PROBLEM REQUIREMENTS: Extract every line of the listing below that contains the string "Please".

::::

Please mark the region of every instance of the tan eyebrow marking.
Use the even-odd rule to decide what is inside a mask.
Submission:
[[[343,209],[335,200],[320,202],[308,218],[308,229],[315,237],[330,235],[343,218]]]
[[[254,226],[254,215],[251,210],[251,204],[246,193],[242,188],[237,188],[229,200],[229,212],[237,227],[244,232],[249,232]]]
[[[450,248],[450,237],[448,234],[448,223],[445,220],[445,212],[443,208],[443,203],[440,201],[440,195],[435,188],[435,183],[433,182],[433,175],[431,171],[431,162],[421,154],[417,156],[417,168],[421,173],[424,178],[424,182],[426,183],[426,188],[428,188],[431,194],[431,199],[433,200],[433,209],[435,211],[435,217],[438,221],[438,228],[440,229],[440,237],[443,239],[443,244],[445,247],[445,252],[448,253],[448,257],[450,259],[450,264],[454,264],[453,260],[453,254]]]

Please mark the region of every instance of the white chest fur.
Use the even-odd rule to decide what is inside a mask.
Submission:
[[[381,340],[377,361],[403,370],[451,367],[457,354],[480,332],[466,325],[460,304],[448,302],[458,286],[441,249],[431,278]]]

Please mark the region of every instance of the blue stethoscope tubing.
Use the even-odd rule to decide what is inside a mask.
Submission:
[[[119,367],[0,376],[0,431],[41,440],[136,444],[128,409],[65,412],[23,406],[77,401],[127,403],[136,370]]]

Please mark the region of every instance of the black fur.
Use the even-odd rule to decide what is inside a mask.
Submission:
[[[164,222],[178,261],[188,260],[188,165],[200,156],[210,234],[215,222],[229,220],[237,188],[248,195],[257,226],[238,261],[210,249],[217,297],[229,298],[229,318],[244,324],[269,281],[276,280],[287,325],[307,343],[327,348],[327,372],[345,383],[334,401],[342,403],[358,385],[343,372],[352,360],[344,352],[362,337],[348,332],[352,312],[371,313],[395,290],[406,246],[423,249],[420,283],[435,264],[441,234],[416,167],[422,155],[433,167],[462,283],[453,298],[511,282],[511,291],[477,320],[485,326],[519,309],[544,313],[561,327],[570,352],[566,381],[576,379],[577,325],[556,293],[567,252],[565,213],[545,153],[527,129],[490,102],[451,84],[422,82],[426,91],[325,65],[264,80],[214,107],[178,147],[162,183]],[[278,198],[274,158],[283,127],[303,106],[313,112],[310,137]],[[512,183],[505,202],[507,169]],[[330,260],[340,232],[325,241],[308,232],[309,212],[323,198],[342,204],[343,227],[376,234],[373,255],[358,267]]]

::::

SOLUTION TO THE EXERCISE:
Please mark the region of every instance of the tan eyebrow marking.
Please mark the region of every instance of the white chest fur.
Please mark the region of every instance of the blue stethoscope tubing.
Please mark the region of every instance of the black fur.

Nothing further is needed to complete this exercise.